Tarefas a realizar:
A) Com base na reportagem sobre o projeto TRANSformAÇÃO, explique, por favor, em uma a três frases, por que Micaela escolheu o novo sobrenome.
B) Renomeie o termo "projeto" para "programa" ao reproduzir o trecho da reportagem sobre o projeto TRANSformAÇÃO que vai de "Criado em 2024, o" a "todo o ano.".

Trecho do documento:
::::::::

“Não quero ser mais só uma estampa de mim mesma” disse Micaela, de 21 anos, com a convicção de quem já tomou uma decisão. A musicista procurou o Judiciário na manhã desta sexta-feira (27/6), para realizar a retificação de nome e gênero, passando a se identificar oficialmente como Micaela Rockenbach de Oliveira, com sobrenome escolhido em razão da religião judaica, que adotou recentemente.
“A religião não autoriza, mas é muito importante para mim. Terei mais autonomia sobre mim mesma”, desabafa Micaela, que se identifica como mulher trans.
O procedimento foi realizado no Centro Judiciário de Solução de Conflitos e Cidadania de Mossoró (Cejusc-Mossoró), que realizou a 3ª edição do projeto TRANSformAÇÃO. Iniciativa que oferece, de forma gratuita, a retificação de nome e gênero no registro civil para pessoas LGBTQIA+, garantindo o direito à personalidade e à cidadania.

“Hoje é só o primeiro passo. Pretendo também fazer a preparação hormonal e, talvez, cirurgia”, conta outra beneficiária da ação, Ellie Amora, de 20 anos. “Por uma questão social, não me apresentava como gostaria. Quero que as pessoas me vejam como eu me enxergo: mulher.”
Criado em 2024, o projeto é uma iniciativa pioneira da Justiça Estadual potiguar e já atendeu mais de 50 pessoas transexuais, travestis e não binárias no Rio Grande do Norte. O atendimento é pré-processual — não há necessidade de ação judicial — e pode ser realizado diretamente no Cejusc Mossoró ou em cartórios parceiros, durante todo o ano.
“No mutirão, é possível receber a certidão no mesmo dia. Em outras datas, o prazo é de até 60 dias, sempre de forma pré-processual, exclusivamente no Cejusc”, explicou Saulo Menezes, mediador judicial. Ele destaca que a edição atual conta com o apoio do Centro de Referência de Direitos Humanos do Semiárido (CRDH), que já atua com o público LGBTQIA+.
“Fui muito bem atendida. Tudo foi rápido, prático e com um acolhimento perfeito. Foi muito emocionante”, afirmou Caliópe Sena Rodrigues, estudante universitária não binária — identidade de gênero que não se enquadra nas categorias tradicionais de masculino ou feminino.
“Presenciamos muitas pessoas emocionadas após o procedimento”, relatou Samira Pinheiro, conciliadora, que também realizou a primeira retificação do dia: uma pessoa cisgênera que incluiu os nomes dos avós na certidão.
“Acho que hoje chegaremos a 100 pessoas atendidas”, comentou Eduardo Lacerda, estagiário conciliador e um dos quatro idealizadores do projeto. “As duas primeiras edições foram voltadas apenas ao público trans. Nesta, o atendimento foi ampliado para todas as pessoas interessadas”.
A ação é coordenada por Ana Joelma do Amaral, chefe de secretaria do Cejusc-Mossoró. Ela explicou que, para realizar a retificação, é necessário apresentar RG, CPF, comprovante de residência, título de eleitor, certidão de nascimento ou casamento, CTPS, passaporte (se houver) e carteira de identidade social (se houver). Também são exigidas certidões negativas de antecedentes cíveis e criminais (estadual e federal), da Justiça Eleitoral e da Justiça Militar (quando aplicável).

::::::::

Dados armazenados
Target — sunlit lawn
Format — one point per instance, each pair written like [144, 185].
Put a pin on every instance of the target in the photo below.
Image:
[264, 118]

::::::::

Respostas:
A) Micaela escolheu o sobrenome em razão da religião judaica, que adotou recentemente.

B)
Criado em 2024, o programa é uma iniciativa pioneira da Justiça Estadual potiguar e já atendeu mais de 50 pessoas transexuais, travestis e não binárias no Rio Grande do Norte. O atendimento é pré-processual — não há necessidade de ação judicial — e pode ser realizado diretamente no Cejusc Mossoró ou em cartórios parceiros, durante todo o ano.